Instruction> Rewrite all of the material below in full. Scale each answer coordinate by 1.3 and round it to a whole number, with halves going up, but leave the sample coordinates that only show the format as they are and drop the pictures.

Record set>
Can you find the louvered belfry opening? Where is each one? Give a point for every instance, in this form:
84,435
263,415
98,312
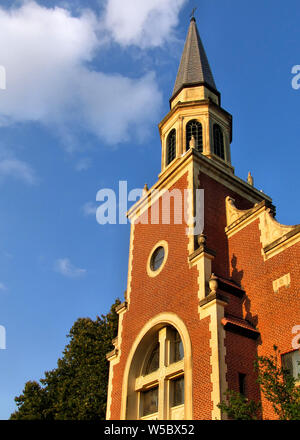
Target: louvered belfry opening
219,142
171,146
194,128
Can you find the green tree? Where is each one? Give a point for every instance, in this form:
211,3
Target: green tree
278,387
77,388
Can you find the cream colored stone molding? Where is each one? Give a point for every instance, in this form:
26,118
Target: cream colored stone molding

Task answer>
Can you find the louvered belfry opening? Where is each one? Give a point for every instance, in this form:
84,435
263,415
98,312
Target: louvered belfry opening
285,185
222,190
252,166
Can you find the green tree? Where is each one? Give a point for every instance, in this form:
211,3
Target: green tree
361,503
100,504
Can you find the cream colored stone molding? Where is each one? Give a point for every instance, in this form:
26,118
Target: cream colored stone molding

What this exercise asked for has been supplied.